- **EXERCISE OBJECTIVE**
Your answer should consist of the lines in the data below that contain "wing".

- **DATA RECORDS**
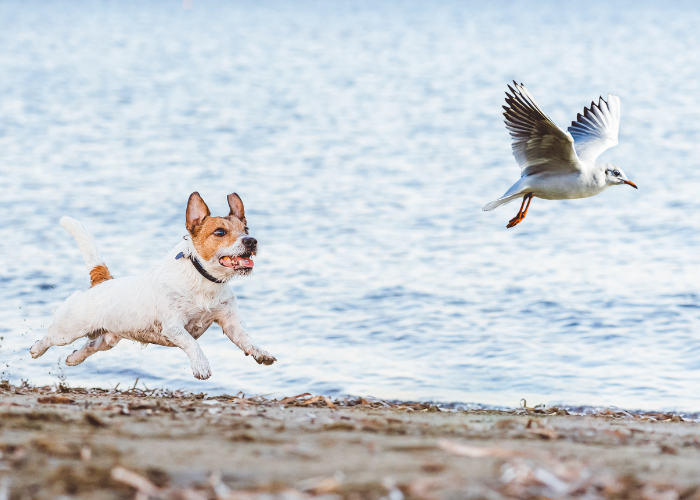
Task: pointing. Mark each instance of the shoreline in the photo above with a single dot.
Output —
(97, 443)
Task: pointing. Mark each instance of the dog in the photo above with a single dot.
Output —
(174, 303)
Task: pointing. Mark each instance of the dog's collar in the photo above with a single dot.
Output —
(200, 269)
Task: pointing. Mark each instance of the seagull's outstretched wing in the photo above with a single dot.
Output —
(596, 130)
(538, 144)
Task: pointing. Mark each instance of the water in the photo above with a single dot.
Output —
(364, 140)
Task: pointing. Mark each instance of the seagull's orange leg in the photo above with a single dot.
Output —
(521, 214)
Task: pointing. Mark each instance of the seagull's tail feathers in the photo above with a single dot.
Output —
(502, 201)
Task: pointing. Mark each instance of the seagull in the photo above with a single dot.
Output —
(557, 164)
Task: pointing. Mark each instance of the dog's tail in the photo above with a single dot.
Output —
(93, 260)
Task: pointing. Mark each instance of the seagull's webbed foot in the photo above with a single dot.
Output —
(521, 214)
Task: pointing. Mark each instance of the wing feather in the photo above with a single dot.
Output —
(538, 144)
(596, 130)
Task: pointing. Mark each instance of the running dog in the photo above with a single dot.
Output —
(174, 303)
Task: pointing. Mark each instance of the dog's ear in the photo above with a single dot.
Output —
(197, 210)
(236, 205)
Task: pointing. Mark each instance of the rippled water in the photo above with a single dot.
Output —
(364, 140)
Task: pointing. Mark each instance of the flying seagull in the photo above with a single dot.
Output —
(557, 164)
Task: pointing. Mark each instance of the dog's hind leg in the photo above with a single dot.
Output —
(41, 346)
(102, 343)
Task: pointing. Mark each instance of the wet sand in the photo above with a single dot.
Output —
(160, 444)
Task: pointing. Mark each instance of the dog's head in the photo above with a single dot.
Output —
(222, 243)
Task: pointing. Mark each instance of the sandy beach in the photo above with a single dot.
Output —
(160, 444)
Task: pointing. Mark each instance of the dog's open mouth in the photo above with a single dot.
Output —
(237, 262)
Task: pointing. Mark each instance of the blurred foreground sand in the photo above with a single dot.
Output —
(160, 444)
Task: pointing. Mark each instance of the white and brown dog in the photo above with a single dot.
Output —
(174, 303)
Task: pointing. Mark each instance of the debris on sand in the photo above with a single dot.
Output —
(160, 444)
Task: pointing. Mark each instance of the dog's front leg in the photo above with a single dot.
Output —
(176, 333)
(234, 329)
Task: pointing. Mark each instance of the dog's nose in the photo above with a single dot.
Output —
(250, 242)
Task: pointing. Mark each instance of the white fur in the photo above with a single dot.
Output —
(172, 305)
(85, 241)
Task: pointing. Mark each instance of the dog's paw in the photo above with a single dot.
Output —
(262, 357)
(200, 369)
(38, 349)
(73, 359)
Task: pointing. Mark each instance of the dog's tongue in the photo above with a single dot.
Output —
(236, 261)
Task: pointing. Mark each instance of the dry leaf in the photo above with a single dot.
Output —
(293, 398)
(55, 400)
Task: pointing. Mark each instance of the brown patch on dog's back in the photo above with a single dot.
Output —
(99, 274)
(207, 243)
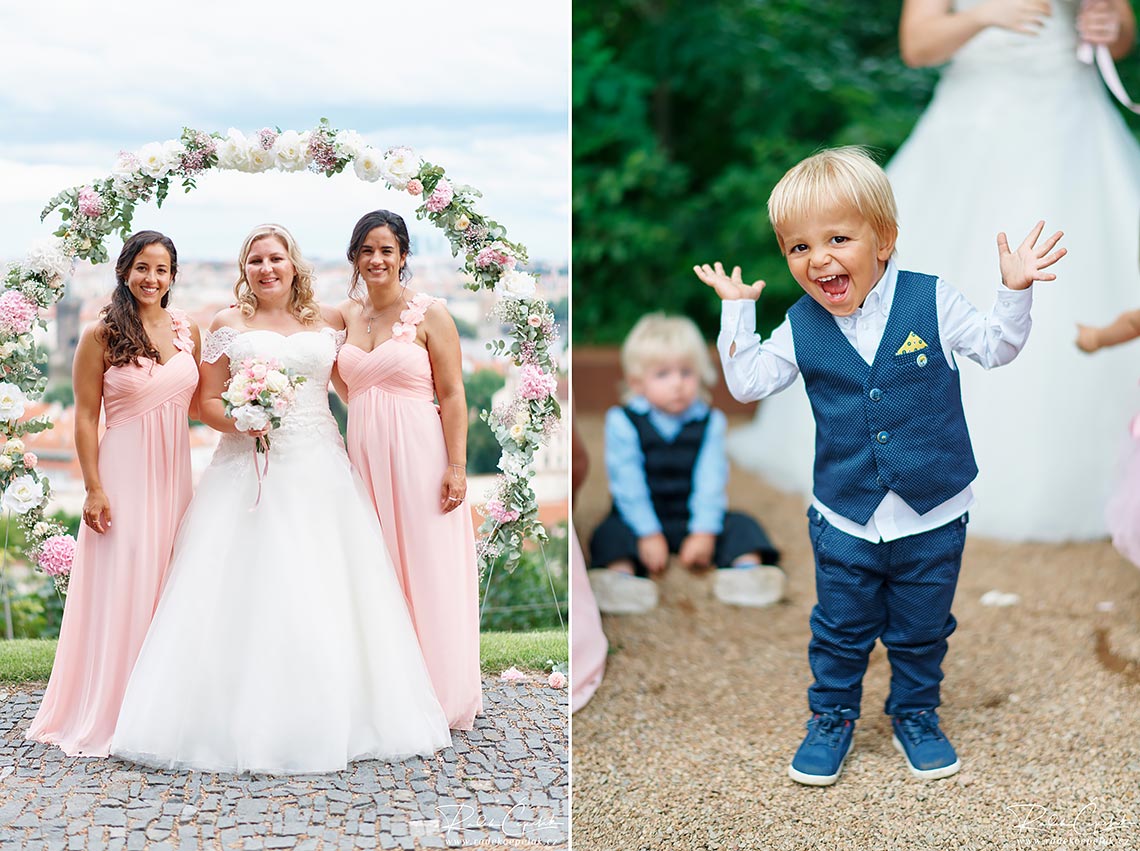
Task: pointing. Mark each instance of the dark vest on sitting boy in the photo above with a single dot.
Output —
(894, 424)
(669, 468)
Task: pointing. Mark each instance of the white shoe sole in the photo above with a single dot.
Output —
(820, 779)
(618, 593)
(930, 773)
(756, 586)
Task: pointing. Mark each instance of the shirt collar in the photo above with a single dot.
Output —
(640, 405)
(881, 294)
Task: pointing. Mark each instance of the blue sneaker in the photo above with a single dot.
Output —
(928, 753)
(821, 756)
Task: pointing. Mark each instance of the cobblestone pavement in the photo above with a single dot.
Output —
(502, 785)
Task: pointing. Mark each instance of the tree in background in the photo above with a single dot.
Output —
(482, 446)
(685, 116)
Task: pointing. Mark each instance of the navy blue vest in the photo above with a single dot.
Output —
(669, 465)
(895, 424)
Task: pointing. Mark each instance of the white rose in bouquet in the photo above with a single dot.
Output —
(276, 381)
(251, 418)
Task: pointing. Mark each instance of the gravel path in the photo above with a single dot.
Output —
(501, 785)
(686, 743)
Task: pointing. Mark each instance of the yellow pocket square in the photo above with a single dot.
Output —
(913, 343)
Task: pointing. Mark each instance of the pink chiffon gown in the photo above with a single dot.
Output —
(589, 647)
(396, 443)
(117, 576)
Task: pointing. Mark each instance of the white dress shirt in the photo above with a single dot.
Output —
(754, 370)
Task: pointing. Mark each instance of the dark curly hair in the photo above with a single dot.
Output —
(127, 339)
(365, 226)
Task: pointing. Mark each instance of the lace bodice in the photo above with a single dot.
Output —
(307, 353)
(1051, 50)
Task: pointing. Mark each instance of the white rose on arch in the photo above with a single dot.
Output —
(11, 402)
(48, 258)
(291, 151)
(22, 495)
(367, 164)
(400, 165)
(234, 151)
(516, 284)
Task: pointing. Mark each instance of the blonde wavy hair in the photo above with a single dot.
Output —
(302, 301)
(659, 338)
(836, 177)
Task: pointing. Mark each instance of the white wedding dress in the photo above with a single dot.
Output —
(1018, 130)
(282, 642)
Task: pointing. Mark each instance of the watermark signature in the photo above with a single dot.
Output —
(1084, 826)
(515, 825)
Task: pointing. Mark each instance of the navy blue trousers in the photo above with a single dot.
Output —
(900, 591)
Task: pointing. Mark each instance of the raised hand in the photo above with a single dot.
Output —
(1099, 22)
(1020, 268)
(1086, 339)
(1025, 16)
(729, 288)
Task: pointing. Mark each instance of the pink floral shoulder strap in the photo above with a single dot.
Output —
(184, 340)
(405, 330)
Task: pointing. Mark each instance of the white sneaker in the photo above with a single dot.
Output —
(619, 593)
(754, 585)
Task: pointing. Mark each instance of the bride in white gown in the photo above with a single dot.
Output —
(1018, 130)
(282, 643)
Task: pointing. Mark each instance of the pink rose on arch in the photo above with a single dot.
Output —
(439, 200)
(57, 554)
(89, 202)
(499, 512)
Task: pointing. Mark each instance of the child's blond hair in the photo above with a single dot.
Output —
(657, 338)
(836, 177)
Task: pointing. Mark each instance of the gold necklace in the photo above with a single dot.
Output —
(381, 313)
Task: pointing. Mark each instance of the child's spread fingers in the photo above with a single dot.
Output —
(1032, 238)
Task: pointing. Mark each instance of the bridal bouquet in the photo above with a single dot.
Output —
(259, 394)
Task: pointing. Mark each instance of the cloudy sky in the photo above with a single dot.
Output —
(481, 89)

- **SOLUTION TO THIS TASK**
Task: pointing. Mark each instance of the seagull's outstretched wing in the photo above with a single dot.
Task: pointing. Mark each instance of the wing feather in the photo above with a single dot.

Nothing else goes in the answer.